§ WHAT TO PRODUCE
Keep the pictures out. Restate the entries below word for word.

§ RECORDS SUPPLIED

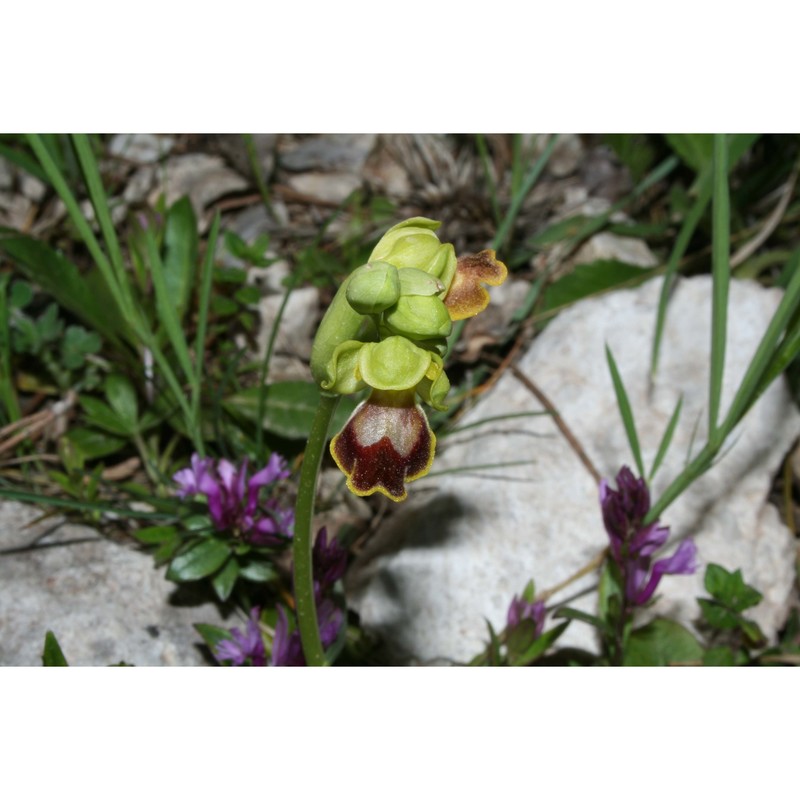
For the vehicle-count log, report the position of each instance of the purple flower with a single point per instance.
(329, 562)
(633, 544)
(287, 649)
(247, 646)
(233, 500)
(521, 609)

§ ANSWER SECTION
For the vehicle-count log, report the position of each instance of the purple flower with a single point per instance.
(329, 562)
(633, 544)
(287, 649)
(247, 646)
(233, 500)
(521, 609)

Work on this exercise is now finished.